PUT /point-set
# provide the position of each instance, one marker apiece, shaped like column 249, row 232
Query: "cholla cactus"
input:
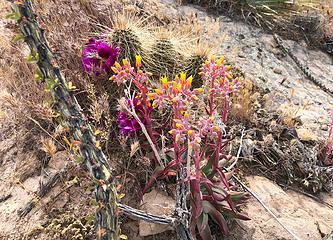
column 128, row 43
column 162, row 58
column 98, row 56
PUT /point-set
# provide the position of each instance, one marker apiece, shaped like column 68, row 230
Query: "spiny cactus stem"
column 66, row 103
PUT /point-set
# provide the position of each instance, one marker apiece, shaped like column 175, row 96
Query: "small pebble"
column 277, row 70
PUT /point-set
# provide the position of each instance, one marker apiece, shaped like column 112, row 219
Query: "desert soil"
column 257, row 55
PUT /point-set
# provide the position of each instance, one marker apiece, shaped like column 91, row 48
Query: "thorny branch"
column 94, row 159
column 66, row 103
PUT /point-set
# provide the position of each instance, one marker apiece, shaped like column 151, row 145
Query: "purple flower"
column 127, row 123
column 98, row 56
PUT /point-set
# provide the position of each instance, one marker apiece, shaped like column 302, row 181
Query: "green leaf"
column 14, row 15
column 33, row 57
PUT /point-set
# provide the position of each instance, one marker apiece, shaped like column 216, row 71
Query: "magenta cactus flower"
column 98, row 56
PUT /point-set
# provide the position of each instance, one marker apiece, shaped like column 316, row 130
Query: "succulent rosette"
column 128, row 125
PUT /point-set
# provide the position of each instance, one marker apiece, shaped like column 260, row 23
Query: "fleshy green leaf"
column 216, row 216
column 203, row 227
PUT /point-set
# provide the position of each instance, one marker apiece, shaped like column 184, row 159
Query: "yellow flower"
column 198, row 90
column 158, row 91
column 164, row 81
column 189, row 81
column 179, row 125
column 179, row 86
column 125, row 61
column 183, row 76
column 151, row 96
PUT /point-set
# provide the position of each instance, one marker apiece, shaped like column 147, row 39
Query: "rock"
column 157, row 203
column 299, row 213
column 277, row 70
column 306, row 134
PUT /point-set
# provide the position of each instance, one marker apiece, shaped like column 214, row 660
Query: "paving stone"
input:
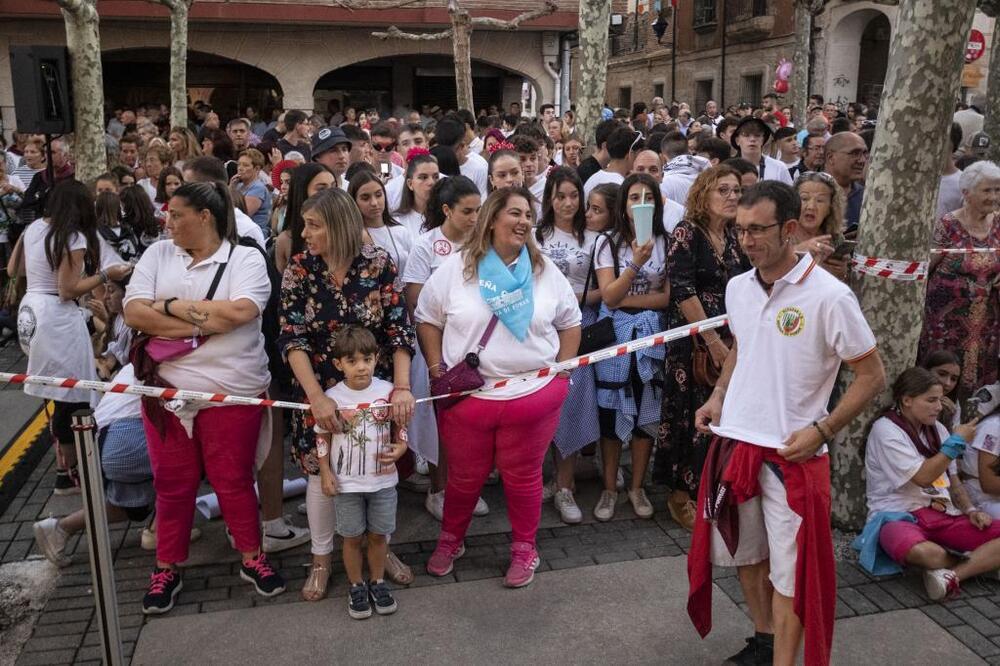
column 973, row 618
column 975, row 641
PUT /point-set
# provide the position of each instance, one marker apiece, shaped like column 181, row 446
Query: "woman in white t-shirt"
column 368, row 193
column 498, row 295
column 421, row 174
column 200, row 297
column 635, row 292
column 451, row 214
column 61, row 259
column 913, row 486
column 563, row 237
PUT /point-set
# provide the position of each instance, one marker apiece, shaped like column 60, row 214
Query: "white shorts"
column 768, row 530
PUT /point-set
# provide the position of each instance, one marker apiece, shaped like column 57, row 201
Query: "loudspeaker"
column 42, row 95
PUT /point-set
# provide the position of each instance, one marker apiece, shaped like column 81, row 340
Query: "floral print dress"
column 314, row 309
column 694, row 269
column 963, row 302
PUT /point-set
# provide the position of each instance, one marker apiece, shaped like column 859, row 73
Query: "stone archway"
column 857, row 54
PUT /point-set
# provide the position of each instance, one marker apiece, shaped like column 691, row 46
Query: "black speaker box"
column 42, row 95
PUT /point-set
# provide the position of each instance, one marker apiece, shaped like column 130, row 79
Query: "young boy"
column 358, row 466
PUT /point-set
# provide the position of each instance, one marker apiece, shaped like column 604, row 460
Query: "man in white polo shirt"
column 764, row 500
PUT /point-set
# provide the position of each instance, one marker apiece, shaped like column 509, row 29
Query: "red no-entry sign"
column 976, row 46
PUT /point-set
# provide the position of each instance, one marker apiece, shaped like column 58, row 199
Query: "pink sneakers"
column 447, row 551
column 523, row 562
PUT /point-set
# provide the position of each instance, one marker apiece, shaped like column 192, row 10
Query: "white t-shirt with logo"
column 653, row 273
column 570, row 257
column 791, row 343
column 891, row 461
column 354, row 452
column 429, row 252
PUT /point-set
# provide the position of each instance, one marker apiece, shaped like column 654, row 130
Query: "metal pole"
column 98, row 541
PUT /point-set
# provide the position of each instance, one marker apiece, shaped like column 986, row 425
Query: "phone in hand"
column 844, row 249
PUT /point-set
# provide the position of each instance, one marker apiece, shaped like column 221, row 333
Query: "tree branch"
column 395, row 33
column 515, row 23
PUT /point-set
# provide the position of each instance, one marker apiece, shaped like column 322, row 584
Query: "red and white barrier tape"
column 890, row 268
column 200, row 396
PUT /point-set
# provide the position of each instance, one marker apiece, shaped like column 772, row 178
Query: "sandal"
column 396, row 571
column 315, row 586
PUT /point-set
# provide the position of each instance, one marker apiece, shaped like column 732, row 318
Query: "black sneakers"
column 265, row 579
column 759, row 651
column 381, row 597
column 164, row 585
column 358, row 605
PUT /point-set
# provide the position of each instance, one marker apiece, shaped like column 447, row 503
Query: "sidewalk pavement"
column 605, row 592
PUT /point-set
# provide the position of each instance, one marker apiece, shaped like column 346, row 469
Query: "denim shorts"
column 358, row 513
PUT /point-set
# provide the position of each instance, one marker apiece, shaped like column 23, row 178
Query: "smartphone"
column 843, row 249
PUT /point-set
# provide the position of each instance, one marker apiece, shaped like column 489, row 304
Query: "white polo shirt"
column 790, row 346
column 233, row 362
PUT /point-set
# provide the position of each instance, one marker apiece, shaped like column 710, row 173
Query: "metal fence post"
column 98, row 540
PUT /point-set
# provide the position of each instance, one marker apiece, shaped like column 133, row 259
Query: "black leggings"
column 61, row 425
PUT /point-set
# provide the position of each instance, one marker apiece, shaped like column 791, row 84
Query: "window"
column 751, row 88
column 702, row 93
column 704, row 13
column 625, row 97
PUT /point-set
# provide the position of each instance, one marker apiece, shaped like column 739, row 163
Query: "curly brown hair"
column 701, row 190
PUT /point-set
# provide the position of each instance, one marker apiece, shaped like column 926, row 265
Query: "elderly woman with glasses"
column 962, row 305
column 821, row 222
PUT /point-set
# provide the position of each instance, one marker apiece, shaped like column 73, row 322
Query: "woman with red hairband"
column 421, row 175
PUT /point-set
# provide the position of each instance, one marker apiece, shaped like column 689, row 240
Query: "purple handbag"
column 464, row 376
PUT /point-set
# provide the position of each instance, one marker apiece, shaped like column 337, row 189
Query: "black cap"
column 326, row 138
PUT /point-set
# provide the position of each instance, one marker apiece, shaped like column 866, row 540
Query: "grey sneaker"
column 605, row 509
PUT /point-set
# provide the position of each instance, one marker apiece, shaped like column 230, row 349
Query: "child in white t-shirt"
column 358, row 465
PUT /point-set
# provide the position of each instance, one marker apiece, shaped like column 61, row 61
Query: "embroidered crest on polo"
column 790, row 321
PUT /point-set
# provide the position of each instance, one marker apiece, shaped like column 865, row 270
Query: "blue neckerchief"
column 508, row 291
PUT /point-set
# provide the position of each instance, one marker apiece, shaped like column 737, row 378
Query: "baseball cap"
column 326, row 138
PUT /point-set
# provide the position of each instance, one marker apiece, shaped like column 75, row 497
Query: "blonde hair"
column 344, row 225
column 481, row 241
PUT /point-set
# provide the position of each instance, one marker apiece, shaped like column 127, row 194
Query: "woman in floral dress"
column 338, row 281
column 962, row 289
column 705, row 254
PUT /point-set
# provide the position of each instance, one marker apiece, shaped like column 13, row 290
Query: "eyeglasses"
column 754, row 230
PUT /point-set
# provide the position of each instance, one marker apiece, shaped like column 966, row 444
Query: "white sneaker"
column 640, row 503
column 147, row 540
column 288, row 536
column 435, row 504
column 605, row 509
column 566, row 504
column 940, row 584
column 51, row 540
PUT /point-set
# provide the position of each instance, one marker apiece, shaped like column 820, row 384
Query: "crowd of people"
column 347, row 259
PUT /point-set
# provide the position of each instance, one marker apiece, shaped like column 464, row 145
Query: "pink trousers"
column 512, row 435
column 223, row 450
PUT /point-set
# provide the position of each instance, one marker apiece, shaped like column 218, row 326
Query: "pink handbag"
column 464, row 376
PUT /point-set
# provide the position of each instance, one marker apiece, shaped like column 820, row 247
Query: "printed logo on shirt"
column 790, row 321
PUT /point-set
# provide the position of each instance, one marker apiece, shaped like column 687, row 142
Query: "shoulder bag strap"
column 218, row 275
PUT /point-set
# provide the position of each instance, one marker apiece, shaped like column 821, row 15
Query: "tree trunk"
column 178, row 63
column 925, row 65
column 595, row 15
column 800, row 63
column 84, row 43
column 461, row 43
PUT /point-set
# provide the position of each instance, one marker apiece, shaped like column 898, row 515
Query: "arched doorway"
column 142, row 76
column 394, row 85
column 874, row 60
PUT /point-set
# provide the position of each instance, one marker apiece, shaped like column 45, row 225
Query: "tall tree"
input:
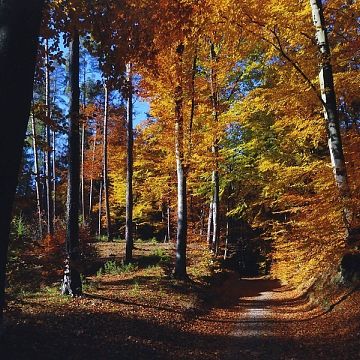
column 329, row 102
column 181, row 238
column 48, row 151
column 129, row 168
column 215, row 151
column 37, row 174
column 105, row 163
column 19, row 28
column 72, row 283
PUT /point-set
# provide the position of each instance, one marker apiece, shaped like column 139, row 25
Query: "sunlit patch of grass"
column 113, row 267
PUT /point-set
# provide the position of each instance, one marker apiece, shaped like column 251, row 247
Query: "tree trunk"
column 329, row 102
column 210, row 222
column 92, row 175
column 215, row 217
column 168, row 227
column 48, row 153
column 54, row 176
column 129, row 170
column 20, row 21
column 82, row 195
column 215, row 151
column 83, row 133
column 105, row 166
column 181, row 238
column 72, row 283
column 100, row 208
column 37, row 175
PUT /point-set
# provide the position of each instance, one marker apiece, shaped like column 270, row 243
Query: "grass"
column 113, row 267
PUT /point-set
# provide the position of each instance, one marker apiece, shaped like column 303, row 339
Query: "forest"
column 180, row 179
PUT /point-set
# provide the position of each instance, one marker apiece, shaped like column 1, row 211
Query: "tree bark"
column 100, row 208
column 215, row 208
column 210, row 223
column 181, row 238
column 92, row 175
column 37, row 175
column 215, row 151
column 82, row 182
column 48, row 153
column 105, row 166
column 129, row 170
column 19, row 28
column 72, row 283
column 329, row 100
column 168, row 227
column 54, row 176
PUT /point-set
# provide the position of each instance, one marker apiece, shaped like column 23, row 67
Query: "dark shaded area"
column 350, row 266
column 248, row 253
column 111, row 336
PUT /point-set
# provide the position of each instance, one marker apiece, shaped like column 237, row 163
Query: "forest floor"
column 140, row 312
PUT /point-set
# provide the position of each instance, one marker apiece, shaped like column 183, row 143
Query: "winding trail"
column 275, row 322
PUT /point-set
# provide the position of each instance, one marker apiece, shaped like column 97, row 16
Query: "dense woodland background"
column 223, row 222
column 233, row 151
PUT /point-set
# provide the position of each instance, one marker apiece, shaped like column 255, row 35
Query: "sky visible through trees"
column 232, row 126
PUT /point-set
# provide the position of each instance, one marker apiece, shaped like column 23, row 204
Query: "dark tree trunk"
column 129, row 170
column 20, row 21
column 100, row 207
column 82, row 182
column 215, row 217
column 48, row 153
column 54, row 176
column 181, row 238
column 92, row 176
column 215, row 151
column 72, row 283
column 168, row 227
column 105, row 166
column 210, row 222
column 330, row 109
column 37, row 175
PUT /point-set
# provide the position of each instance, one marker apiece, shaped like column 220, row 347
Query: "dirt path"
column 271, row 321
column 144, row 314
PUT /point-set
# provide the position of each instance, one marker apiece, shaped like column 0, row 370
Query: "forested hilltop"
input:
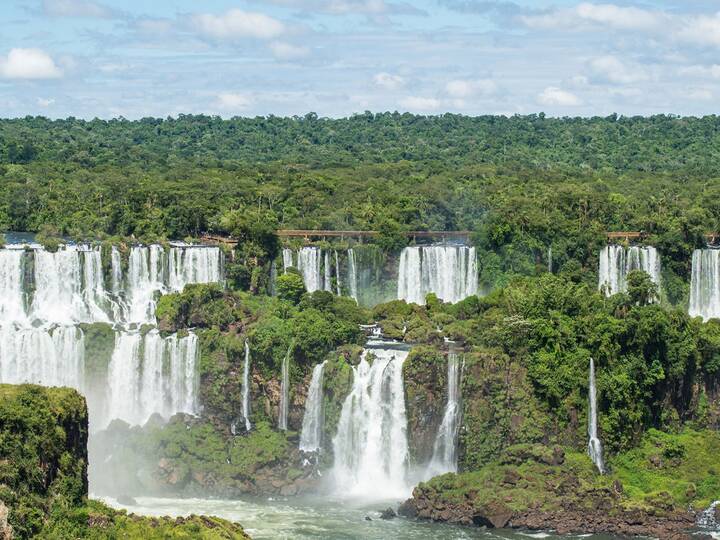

• [What you should do]:
Reproduce only the lines above spanning from the line containing "303, row 339" through the line containing "column 1, row 211", word for word.

• [Finished task]:
# provide the position of each instance, one marker apiece, shaped like column 303, row 339
Query: "forest"
column 180, row 179
PUT /point-set
# provide the position of each instance, one marker apiece, shaped like column 1, row 211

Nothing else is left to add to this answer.